- Document section -
** begin **
Calculating non-interacting quantities...

Calculating first level of approximation...

   Calculating Usp...

   Calculating Uch...

   Calculating chisp_wk and chich_wk...

   Calculating double occupancy...

Summary first level approximation:
    Usp = 1.5896434157730261, Uch = 2.388267598779043
    Double Occupation <n_up*n_down> = 0.11199309130057132

 DONE!

FIXME need custom function to make chi DLR (target_shape!)

def make_chi_dlr(chi_wk):
    temp = Gf(mesh=chi_wk.mesh, target_shape=(1,1))
    temp.data[:,:,0,0] = chi_wk.data[:,:,0,0,0,0]
    return make_gf_dlr(temp)

We now plot the non-interacting, and the TPSC-charge- and spin-susceptibilities along high-symmetry paths in the 1. BZ. This allows us to easily compare them:

chi0_stat_k = make_chi_dlr(S.chi0_wk)(iw0, all)
chi0_stat_k = np.array([chi0_stat_k(k)[0,0].real for k in k_vecs_rel])

chich_stat_k = make_chi_dlr(S.chich_wk)(iw0, all)
chich_stat_k = np.array([chich_stat_k(k)[0,0].real for k in k_vecs_rel])

chisp_stat_k = make_chi_dlr(S.chisp_wk)(iw0, all)
chisp_stat_k = np.array([chisp_stat_k(k)[0,0].real for k in k_vecs_rel])

fig, axes = plt.subplots(nrows=1, ncols=2, figsize=(10, 10))

axes[0].plot(k_plot, chi0_stat_k, label='$\\chi_0$')
axes[0].plot(k_plot, chich_stat_k, label='$\\chi_{ch}$')
axes[0].plot(k_plot, chisp_stat_k, label='$\\chi_{sp}$')
axes[0].set_title('Absolute comparison')
axes[0].legend(bbox_to_anchor=(1,1))
** end **
- Dataset rows -
** begin **
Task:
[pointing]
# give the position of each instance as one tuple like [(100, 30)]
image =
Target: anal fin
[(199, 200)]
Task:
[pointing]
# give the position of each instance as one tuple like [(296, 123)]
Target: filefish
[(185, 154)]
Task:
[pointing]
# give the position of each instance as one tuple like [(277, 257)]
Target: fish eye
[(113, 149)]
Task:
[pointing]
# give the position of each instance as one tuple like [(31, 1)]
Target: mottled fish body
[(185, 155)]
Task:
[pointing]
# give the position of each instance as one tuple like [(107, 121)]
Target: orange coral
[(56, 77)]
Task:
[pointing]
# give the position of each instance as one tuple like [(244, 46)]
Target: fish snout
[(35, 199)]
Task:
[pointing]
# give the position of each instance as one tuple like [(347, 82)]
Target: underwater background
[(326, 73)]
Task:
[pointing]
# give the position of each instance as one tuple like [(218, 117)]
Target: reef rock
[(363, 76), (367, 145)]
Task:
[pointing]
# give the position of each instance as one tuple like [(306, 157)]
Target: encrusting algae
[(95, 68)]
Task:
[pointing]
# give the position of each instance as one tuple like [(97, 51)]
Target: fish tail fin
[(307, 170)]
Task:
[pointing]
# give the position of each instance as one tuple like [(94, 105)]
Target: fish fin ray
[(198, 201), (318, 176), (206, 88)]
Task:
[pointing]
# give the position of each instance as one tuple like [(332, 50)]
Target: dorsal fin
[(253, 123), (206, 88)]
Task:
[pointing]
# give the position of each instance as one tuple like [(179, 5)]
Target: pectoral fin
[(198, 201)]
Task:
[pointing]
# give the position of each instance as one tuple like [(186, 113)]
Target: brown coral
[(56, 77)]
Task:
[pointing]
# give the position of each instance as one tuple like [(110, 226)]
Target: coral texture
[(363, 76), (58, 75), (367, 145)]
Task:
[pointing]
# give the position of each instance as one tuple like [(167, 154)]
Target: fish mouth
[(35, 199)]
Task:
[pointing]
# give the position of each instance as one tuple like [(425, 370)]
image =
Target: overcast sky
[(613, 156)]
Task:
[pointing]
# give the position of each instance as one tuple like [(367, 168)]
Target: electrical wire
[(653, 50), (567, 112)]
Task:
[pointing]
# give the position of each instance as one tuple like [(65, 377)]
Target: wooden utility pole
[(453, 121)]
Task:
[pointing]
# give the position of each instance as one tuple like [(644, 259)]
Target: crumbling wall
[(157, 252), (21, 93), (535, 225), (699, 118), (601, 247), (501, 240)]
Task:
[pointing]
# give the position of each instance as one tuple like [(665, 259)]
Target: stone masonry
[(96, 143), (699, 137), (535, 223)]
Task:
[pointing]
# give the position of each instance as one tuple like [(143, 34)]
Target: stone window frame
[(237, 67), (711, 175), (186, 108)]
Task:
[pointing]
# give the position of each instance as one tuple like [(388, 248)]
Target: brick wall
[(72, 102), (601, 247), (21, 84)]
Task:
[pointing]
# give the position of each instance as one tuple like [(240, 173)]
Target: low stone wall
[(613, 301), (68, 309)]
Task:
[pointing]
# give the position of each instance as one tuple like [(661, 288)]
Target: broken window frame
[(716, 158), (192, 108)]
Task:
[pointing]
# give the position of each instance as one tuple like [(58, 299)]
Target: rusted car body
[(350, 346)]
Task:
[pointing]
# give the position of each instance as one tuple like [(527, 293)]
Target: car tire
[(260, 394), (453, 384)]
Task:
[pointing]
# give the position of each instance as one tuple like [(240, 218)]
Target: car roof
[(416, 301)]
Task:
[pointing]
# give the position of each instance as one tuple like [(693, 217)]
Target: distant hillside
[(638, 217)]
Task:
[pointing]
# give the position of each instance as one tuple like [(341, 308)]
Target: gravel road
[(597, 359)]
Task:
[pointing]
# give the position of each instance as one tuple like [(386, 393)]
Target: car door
** end **
- Prompt 1 -
Using the TPSC susceptibility excerpt, decide whether each statement agrees with it, answering yes or no and quoting the words that settle it. (a) The summary gives Usp a larger value than Uch. (b) The figure is built with two columns of plots. (c) The first plot is titled "Relative comparison".
- Prompt 2 -
Extend the TPSC susceptibility excerpt, starting right after its last line of code.

- Written reply 1 -
(a) No: "Usp = 1.5896434157730261, Uch = 2.388267598779043"
(b) Yes: "fig, axes = plt.subplots(nrows=1, ncols=2, figsize=(10, 10))"
(c) No: "axes[0].set_title('Absolute comparison')"

- Written reply 2 -
axes[0].set_xticks(k_ticks, [r'$\Gamma$',r'$M$',r'$K$',r'$\Gamma$'])
axes[0].set_xlabel('$\\mathbf{k}$')
axes[0].grid(True)
axes[0].set_box_aspect(1)

axes[1].plot(k_plot, chi0_stat_k - chi0_stat_k[0], label='$\\chi_0$')
axes[1].plot(k_plot, chich_stat_k - chich_stat_k[0], label='$\\chi_{ch}$')
axes[1].plot(k_plot, chisp_stat_k - chisp_stat_k[0], label='$\\chi_{sp}$')
axes[1].set_title('Relative comparison')
axes[1].legend(bbox_to_anchor=(1,1))
axes[1].set_xticks(k_ticks, [r'$\Gamma$',r'$M$',r'$K$',r'$\Gamma$'])
axes[1].set_xlabel('$\\mathbf{k}$')
axes[1].grid(True)
axes[1].set_box_aspect(1)

plt.tight_layout()

In the left image, we have plotted the absolute values of the susceptibilities; this shows that, when compared to the bare bubble, the spin fluctuations are increased in the interacting system, whereas charge fluctuations are reduced. At the same time, the pronounced peak at the M-point due to Fermi-surface nesting is still visible in all three susceptibilities.